Data extracted from a collection:
....

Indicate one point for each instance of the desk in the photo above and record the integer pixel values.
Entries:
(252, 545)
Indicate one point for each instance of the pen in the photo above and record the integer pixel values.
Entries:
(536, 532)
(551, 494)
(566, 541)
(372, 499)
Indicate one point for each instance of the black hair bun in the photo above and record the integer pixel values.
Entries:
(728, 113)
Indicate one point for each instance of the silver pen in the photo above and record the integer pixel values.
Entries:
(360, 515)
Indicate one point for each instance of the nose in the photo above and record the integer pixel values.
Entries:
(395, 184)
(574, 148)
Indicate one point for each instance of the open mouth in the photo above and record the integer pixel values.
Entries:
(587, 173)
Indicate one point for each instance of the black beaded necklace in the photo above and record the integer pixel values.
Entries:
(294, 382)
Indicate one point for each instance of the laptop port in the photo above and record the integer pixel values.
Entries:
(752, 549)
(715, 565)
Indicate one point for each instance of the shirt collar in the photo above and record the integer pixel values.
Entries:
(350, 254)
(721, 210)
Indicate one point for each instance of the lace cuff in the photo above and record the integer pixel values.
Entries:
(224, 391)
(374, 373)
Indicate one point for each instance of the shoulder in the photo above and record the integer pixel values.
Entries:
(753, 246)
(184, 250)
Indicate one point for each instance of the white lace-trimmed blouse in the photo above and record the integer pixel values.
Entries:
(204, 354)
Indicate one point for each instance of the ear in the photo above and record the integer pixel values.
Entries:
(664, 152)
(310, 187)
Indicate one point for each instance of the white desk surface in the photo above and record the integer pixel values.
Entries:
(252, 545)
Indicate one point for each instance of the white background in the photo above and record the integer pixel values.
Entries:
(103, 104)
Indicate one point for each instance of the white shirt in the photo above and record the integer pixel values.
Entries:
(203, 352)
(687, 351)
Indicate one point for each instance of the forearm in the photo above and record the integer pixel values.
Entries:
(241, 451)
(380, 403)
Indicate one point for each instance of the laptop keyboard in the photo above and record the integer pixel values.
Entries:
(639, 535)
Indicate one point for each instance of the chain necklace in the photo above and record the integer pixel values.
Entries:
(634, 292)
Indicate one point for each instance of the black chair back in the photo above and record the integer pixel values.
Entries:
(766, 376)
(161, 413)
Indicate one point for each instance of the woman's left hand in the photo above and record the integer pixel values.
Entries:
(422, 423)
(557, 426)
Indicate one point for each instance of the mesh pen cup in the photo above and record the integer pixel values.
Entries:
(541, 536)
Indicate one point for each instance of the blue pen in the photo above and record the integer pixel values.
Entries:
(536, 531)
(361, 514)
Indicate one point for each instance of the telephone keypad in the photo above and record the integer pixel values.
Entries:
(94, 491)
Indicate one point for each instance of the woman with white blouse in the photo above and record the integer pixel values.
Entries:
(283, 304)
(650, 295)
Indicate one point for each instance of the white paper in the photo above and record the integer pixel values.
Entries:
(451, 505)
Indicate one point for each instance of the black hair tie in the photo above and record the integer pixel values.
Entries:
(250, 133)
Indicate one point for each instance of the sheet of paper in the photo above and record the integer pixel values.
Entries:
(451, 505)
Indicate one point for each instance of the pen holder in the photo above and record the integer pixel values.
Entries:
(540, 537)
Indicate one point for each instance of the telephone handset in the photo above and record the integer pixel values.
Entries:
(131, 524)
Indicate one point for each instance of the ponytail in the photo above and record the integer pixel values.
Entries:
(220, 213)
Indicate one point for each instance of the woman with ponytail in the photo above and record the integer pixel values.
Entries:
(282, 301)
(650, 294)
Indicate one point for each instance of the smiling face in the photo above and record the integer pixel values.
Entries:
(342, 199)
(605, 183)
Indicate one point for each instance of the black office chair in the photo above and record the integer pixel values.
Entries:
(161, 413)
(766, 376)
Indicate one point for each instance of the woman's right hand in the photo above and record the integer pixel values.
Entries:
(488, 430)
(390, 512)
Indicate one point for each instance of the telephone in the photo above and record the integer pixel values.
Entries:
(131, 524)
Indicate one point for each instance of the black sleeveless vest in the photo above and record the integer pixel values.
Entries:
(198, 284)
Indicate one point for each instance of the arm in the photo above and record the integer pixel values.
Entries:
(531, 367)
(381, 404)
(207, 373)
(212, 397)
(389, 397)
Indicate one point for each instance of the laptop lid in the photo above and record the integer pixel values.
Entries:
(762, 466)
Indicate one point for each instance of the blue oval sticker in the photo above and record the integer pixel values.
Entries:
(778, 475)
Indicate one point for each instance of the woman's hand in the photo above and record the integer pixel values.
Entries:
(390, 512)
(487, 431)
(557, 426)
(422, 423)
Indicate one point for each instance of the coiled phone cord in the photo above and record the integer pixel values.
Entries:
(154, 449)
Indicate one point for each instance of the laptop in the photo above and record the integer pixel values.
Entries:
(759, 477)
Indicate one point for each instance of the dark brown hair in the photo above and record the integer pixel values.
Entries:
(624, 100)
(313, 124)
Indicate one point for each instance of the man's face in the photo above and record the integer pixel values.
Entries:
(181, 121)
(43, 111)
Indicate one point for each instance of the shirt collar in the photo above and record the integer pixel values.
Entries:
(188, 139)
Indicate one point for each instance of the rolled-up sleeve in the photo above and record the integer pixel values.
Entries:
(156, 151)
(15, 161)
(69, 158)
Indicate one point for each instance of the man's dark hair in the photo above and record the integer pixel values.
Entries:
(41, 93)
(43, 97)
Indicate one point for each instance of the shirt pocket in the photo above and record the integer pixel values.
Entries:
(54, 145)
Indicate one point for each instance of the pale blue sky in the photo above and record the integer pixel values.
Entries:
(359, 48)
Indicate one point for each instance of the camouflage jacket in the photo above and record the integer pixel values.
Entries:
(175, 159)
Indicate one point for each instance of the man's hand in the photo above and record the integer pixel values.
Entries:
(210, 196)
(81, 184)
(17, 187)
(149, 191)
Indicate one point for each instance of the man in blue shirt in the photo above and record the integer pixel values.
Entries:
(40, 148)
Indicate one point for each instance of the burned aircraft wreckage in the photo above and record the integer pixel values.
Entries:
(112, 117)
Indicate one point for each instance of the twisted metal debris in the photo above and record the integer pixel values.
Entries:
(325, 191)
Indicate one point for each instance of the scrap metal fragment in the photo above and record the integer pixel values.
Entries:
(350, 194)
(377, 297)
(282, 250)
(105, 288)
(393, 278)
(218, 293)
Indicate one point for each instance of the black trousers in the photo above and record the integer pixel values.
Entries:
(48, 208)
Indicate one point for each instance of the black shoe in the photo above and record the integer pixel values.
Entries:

....

PROBLEM TO SOLVE - Lines with the word "laptop": copy each one from the data above.

OUTPUT -
Indicate one point for each instance of the laptop port in the photo above and record the integer pixel values.
Indicate one point for each instance of the laptop keyboard in the photo above and record the integer pixel values.
Indicate one point for each instance of the laptop lid in the photo above and record the integer pixel values.
Indicate one point for each instance of the laptop in the photo above and record the integer pixel values.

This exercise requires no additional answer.